__Assigned task__
Check each line of the listing for the string "water", count the lines that have it, and answer with that number only.

-- -- --

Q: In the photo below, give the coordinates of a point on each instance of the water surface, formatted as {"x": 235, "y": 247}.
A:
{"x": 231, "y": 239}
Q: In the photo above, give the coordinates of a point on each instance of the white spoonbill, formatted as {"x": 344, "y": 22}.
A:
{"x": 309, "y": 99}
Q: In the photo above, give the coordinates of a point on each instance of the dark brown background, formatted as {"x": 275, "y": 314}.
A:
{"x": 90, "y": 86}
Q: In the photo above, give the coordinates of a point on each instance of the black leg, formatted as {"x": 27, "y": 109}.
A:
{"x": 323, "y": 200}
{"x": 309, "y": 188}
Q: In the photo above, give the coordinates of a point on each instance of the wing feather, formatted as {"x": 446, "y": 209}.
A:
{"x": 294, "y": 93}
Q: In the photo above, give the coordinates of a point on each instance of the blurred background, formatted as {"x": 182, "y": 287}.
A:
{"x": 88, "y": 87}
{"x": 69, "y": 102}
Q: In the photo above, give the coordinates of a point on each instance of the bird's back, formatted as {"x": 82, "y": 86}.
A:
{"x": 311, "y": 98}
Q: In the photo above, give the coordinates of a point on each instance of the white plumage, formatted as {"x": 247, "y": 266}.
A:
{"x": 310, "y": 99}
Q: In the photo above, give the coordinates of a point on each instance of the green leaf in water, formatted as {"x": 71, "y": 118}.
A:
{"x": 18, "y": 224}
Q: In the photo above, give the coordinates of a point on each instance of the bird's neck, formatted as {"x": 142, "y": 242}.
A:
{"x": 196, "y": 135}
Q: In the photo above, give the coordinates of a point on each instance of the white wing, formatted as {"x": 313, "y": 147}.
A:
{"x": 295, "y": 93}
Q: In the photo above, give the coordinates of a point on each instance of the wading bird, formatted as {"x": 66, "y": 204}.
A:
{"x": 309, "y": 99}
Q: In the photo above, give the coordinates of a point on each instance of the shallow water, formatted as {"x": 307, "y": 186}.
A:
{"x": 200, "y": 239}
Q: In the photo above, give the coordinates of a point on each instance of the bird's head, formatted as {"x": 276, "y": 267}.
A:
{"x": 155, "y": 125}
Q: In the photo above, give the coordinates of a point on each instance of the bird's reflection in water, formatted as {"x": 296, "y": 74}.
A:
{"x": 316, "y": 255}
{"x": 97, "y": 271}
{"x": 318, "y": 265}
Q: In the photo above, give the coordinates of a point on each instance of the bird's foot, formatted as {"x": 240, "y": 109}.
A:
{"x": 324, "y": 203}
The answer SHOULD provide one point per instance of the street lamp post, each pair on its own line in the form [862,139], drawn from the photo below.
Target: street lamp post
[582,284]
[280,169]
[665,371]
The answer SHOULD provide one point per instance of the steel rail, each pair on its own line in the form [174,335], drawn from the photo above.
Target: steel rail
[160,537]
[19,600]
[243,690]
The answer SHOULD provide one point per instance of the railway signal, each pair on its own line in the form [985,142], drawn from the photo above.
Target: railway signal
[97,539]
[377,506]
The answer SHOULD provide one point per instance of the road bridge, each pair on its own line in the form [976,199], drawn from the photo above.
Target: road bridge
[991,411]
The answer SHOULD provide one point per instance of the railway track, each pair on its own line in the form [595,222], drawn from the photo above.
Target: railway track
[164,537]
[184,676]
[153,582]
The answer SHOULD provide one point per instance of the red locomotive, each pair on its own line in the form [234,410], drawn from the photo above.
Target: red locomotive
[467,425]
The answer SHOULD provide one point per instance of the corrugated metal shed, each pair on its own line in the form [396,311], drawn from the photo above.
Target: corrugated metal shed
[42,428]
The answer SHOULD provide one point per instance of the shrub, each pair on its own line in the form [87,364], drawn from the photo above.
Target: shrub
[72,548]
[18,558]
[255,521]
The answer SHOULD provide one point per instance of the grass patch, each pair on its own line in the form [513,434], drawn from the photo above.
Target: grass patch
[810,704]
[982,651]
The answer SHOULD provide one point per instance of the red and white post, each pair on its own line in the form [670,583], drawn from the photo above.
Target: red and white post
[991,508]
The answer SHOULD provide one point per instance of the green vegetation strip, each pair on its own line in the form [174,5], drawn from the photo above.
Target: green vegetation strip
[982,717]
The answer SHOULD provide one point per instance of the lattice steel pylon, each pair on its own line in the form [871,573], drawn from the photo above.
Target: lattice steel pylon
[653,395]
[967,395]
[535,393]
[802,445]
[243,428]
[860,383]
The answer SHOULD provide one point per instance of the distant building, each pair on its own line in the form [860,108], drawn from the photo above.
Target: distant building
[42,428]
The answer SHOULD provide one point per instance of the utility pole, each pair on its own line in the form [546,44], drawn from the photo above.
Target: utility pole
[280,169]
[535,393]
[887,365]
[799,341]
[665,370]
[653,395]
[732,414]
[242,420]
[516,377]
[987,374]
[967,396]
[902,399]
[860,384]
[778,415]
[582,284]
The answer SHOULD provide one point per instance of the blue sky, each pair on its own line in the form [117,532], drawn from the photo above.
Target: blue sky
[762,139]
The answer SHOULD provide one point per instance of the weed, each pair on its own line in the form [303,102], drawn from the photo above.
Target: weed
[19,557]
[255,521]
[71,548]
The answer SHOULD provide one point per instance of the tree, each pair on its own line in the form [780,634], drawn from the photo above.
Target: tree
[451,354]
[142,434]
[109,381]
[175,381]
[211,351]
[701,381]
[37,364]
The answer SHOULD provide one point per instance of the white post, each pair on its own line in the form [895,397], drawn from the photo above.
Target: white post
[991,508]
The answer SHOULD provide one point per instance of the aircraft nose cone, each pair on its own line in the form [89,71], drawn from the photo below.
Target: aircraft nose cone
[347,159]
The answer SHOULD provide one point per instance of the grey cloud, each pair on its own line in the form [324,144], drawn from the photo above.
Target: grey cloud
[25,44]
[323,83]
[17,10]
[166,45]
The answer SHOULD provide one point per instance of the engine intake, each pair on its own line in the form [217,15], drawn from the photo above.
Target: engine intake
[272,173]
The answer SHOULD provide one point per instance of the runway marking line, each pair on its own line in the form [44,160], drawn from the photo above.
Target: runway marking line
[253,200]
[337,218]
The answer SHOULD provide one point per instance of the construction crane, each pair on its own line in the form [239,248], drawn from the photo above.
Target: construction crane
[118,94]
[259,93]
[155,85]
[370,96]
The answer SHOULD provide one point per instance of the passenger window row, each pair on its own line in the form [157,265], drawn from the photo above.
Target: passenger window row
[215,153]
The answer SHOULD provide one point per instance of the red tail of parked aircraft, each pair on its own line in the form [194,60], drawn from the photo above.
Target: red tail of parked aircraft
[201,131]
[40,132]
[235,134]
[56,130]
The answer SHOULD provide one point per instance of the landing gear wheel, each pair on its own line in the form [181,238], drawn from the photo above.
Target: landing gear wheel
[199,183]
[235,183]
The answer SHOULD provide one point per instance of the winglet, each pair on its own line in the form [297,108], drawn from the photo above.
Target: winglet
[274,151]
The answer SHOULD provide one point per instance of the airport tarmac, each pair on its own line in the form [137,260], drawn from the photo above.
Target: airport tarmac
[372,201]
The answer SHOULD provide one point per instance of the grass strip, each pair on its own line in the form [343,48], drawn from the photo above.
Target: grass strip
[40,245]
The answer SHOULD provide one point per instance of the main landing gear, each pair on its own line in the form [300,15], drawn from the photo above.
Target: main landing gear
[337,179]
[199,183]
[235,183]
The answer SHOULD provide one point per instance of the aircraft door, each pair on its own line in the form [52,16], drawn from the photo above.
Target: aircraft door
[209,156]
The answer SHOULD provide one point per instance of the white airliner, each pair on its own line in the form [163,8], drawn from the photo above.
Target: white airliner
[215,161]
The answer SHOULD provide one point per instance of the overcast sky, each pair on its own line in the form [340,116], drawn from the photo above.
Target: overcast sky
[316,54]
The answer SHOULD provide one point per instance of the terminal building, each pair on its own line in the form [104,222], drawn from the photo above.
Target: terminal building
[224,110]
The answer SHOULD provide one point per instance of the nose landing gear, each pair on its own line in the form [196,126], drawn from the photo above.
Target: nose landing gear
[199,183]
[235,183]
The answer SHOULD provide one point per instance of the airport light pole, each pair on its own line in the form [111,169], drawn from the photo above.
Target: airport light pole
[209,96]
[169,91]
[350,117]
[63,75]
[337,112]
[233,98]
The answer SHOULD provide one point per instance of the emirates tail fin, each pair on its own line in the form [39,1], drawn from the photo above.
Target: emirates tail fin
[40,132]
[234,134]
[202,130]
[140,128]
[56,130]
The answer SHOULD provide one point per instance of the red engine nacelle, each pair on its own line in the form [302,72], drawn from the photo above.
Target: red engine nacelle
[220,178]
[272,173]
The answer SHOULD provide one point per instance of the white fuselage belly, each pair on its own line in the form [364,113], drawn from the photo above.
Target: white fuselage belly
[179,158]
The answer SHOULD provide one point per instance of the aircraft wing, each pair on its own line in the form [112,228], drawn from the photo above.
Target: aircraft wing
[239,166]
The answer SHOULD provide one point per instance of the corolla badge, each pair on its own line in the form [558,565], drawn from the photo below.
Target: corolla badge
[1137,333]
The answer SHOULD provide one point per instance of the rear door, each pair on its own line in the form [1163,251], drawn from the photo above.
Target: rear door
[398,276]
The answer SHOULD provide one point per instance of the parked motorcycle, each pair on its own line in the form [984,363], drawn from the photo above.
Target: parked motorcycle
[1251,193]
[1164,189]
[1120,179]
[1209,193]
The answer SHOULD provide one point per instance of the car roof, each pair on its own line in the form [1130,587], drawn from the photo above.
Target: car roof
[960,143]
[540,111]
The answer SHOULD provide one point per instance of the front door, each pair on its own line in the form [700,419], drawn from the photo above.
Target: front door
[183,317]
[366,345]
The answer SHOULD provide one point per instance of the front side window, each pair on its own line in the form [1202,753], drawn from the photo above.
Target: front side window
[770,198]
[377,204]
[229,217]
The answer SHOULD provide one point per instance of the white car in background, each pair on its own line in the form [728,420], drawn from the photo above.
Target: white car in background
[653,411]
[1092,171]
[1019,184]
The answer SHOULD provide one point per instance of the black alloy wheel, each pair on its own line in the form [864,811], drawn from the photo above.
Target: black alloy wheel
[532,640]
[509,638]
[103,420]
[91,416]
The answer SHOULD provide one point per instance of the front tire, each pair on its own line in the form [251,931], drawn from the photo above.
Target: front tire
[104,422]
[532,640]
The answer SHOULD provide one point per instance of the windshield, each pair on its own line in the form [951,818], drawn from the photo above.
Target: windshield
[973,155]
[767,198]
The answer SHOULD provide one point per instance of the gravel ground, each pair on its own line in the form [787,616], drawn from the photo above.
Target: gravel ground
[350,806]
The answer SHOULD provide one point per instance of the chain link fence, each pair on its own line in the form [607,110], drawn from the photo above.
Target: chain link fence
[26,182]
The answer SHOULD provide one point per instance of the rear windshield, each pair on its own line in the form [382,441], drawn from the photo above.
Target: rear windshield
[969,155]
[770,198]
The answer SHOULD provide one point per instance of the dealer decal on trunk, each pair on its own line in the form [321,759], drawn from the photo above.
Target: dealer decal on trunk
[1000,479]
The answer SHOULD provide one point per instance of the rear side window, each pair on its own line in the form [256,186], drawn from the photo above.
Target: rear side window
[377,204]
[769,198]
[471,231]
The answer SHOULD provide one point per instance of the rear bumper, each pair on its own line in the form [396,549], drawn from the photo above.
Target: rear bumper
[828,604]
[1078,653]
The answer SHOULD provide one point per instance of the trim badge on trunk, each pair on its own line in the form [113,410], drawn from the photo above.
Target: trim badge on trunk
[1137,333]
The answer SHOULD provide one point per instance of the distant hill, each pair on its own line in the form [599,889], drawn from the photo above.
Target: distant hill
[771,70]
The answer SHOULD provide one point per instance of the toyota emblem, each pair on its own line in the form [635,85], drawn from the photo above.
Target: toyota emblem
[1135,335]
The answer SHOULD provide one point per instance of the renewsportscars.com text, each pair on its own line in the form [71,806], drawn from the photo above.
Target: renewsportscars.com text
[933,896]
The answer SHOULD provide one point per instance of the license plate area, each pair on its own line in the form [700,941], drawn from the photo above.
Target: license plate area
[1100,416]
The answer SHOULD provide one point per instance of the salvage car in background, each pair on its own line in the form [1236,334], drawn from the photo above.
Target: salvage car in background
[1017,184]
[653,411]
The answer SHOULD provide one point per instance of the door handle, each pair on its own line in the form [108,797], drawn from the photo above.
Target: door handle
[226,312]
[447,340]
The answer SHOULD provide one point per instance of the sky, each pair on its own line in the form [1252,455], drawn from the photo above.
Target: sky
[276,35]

-- -- --

__The completed task__
4